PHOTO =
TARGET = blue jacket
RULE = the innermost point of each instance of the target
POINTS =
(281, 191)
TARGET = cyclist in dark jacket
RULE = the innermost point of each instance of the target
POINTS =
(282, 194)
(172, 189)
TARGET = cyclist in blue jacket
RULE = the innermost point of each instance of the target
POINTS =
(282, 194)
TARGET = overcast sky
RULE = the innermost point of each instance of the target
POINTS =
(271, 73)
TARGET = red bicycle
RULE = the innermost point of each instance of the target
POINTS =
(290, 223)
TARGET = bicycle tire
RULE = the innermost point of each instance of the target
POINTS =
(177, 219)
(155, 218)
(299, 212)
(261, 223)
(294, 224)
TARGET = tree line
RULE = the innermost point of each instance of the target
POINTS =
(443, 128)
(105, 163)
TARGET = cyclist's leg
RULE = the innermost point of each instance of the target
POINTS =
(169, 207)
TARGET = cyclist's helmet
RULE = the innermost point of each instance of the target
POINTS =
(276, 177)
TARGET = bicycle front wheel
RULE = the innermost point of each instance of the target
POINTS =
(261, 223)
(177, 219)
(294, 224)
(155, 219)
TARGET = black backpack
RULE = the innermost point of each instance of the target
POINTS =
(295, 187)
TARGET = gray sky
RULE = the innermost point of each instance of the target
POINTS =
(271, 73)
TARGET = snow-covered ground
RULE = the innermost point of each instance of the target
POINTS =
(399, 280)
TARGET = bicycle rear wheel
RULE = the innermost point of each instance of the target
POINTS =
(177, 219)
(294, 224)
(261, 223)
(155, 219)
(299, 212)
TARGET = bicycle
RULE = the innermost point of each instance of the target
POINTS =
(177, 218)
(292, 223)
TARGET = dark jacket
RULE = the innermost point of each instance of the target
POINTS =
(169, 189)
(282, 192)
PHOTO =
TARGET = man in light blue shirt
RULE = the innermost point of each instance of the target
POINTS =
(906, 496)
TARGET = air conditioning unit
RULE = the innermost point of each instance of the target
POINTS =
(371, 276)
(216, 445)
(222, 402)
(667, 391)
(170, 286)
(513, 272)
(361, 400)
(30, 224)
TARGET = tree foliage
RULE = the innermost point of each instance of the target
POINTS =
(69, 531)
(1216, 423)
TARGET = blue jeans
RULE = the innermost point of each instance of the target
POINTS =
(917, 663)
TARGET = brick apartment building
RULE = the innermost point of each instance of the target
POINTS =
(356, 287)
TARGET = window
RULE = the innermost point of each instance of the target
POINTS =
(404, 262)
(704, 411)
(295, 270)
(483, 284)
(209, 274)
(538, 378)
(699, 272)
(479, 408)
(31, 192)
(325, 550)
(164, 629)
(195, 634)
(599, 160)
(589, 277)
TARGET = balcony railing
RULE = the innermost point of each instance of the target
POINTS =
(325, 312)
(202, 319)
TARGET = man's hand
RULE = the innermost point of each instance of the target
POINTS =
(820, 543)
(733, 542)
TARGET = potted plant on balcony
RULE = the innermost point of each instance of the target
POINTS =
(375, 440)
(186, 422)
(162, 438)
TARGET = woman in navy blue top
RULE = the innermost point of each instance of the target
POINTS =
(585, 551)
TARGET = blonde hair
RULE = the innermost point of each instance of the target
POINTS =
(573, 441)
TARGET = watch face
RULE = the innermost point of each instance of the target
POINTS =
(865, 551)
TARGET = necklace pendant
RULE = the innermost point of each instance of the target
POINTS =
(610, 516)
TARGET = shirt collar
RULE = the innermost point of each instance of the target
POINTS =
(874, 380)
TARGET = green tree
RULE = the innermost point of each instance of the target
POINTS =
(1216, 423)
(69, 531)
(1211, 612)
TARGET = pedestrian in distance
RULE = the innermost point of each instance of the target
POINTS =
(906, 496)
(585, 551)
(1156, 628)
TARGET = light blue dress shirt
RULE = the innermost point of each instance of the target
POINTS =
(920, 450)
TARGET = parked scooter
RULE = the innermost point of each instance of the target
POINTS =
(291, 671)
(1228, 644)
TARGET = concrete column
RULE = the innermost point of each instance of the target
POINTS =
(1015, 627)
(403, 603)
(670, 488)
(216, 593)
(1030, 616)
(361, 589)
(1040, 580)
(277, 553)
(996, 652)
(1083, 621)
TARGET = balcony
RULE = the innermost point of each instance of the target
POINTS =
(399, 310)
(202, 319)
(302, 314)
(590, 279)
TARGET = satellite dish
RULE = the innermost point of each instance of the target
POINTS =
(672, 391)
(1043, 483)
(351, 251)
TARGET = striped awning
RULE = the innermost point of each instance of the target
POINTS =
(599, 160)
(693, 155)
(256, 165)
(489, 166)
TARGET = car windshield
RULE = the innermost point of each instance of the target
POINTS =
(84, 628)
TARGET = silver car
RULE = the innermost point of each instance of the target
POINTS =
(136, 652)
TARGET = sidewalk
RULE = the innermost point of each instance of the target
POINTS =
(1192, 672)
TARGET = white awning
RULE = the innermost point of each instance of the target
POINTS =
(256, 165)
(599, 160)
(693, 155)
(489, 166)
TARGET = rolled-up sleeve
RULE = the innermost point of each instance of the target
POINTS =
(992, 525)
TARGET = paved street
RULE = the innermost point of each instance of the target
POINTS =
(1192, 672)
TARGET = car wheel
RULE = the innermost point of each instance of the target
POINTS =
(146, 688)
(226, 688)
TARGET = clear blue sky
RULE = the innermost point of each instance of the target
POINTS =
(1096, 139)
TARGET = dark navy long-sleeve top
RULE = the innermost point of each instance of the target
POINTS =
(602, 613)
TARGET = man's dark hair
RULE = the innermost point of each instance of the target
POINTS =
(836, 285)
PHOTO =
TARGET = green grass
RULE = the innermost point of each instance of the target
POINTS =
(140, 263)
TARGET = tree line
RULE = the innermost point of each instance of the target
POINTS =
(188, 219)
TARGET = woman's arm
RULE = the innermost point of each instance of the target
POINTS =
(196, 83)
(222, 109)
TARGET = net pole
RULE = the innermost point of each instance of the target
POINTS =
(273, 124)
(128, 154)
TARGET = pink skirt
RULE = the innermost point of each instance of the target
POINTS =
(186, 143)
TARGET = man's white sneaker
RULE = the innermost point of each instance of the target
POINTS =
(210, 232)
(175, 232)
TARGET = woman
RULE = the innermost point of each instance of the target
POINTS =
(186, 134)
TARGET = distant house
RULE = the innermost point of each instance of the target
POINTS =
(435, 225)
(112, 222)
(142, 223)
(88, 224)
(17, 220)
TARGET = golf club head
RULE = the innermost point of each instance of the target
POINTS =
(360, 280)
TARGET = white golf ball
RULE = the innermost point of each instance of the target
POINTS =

**ACTIVITY**
Starting at the line that contains "TARGET = dark navy long-sleeve top", quote each remaining line of the entries above, unchanged.

**ANSWER SECTION**
TARGET = dark navy long-sleeve top
RULE = the innermost point of each instance of the target
POINTS =
(602, 613)
TARGET = man's dark hair
RULE = the innermost point of each instance of the target
POINTS =
(836, 285)
PHOTO =
TARGET = green grass
RULE = the innermost point of each instance of the target
POINTS =
(140, 263)
TARGET = tree line
RULE = the innermost point of each instance of the target
POINTS =
(188, 219)
TARGET = woman's arm
RULE = the innermost point of each instance of the target
POINTS =
(196, 83)
(222, 109)
TARGET = net pole
RULE = the innermost point of each instance of the target
POINTS =
(273, 124)
(128, 154)
TARGET = pink skirt
RULE = the innermost point of each instance of the target
POINTS =
(186, 143)
TARGET = man's white sneaker
RULE = the innermost point of each instance of the target
POINTS =
(210, 232)
(175, 232)
TARGET = woman
RULE = the innermost point of each instance of the target
POINTS =
(186, 134)
TARGET = distant house
RULE = the innermost point of each instance of the target
POINTS =
(435, 225)
(112, 222)
(142, 223)
(88, 224)
(17, 220)
TARGET = golf club head
RULE = the innermost point of each instance of the target
POINTS =
(360, 280)
TARGET = white golf ball
RULE = the innermost point of each instance of the target
POINTS =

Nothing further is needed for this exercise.